_Brano di testo_
In effetti i diritti dell’uomo, così come il nostro Stato moderno e secolare, almeno secondo l’analisi di E. W. Bőckenfőrde, vivono di presupposti che non possono garantire: del resto, il lemma «Stato», per quanto o nella misura in cui oggi se ne possa ancora parlare, è solo un’espressione metaforica per descrivere l’unità logica dell’ordinamento. Il diritto si rivela quindi come una mediazione tra politica ed etica. Questo è tanto più vero nella particolare forma di Stato oggi in vigore, e non a caso dopo la sistematica negazione dei diritti operata dai totalitarismi del ventesimo secolo: lo Stato costituzionale di diritto, strutturalmente diverso dallo Stato di diritto come modello di azione semplicemente per leges et sub lege, o in der Weise des Rechts. Le Costituzioni rappresentano così, almeno a dire di G. Zagrebelsky, il riemergere dell’antico ius, il diritto come “cosa giusta”,e delle sue istanze sul possibile appiattimento della norma a mera lex: esse rappresentano quelle idee a noi care, per le quali siamo anche disposti a combattere, a noi consegnate dalla storia e da noi condivise, e come tali non presenti in altre storie o narrazioni di diritti. Il problema delle scontro con altre concezioni del mondo, sia ad extra che ab intra della nostra città, sta proprio qui, non in discorsi sugli dèi e sulla loro natura, e non sono risolvibili, a mio parere, in termini di chiusura. Confido nella capacità della parola e della ragione di essere vettore di reciproca comunicazione tra le diverse componenti culturali della nostra società come nell’impatto con l’estraneità. E’ la capacità del diritto di fare opera di pace, di fronte alla sempre facile dinamica cainitica della chiusura e dell’esclusione: quasi una laica beatitudine. E, come cittadino, questo mi aspetto dalle nostre istituzioni, da chi è loro preposto.

_Sezione dati_
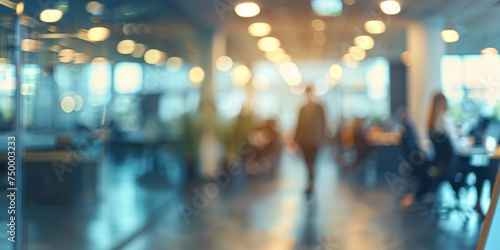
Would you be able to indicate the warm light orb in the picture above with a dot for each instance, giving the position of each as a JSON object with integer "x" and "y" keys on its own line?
{"x": 319, "y": 37}
{"x": 66, "y": 55}
{"x": 336, "y": 71}
{"x": 247, "y": 9}
{"x": 290, "y": 73}
{"x": 357, "y": 53}
{"x": 174, "y": 64}
{"x": 196, "y": 75}
{"x": 450, "y": 36}
{"x": 98, "y": 34}
{"x": 126, "y": 47}
{"x": 390, "y": 7}
{"x": 375, "y": 27}
{"x": 321, "y": 87}
{"x": 295, "y": 80}
{"x": 241, "y": 74}
{"x": 224, "y": 63}
{"x": 81, "y": 58}
{"x": 51, "y": 15}
{"x": 259, "y": 29}
{"x": 489, "y": 51}
{"x": 298, "y": 89}
{"x": 364, "y": 42}
{"x": 94, "y": 8}
{"x": 318, "y": 25}
{"x": 268, "y": 44}
{"x": 139, "y": 50}
{"x": 261, "y": 82}
{"x": 349, "y": 61}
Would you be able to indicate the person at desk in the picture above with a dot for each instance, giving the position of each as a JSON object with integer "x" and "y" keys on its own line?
{"x": 440, "y": 124}
{"x": 309, "y": 134}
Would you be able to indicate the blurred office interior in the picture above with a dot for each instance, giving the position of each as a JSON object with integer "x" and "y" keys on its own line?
{"x": 170, "y": 124}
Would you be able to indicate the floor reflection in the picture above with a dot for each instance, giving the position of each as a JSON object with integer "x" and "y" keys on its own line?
{"x": 251, "y": 212}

_Esercizio 1_
Secondo il brano di testo, come si rivela il diritto?
_Esercizio 2_
Quali espressioni in latino compaiono nel brano di testo? Elencale tutte.
_Esercizio 3_
Riprendi il brano di testo dopo la sua ultima frase e prosegui.

_Risposta 1_
Come una mediazione tra politica ed etica.

_Risposta 2_
- per leges et sub lege
- ius
- lex
- ad extra
- ab intra

_Risposta 3_
Sarebbe interessante, oltre che sommamente necessario, lavorare sulla capacità espansiva dell’ordinamento giuridico, svolgendo quanto è nelle pieghe, per così dire, della nostra Costituzione, sia nella promozione dei diritti inviolabili come dei doveri inderogabili per il pieno svolgimento della personalità di ognuno, in quel continuo processo di messa a fuoco dei diritti in cui si svolge, a diversi livelli e in diversi luoghi, la iuris dictio, il diritto, il suo metterlo in parola. E’ bello costatare come tutto questo è anche già avvenuto in passato, segnando il passaggio da un mondo giuridico imperniato sul borghese proprietario, nel quale i diritti dell’uomo sono, almeno a detta di Marx, il diritto stesso all’egoismo, a un quadro più complesso, più ricco di prospettive, che sviluppa il concetto stesso di libertà dalle antiche e classiche “libertà di” alle “libertà da”, dilatando lo sforzo stesso dello Stato a una promozione sociale, e perciò giuridica, mai immaginata prima. Nel passato, come oggi, lo sforzo è quello di mantenere, o istituire, la piena soggettività di ognuno, contro quelle spinte volte a fare del diritto la longa manus di altri potentati, che, obbedendo a logiche mercantili, tendono a fare di alcuni dei meno uguali, o degli oggetti. Ma nella storia uomini oggetti sono stati solo gli schiavi. Creazione propria del diritto è infatti quella di soggetto di diritto, che non coincide con quella filosofica di persona né con quella empirica di individuo, ma declina entrambe nel proprio linguaggio.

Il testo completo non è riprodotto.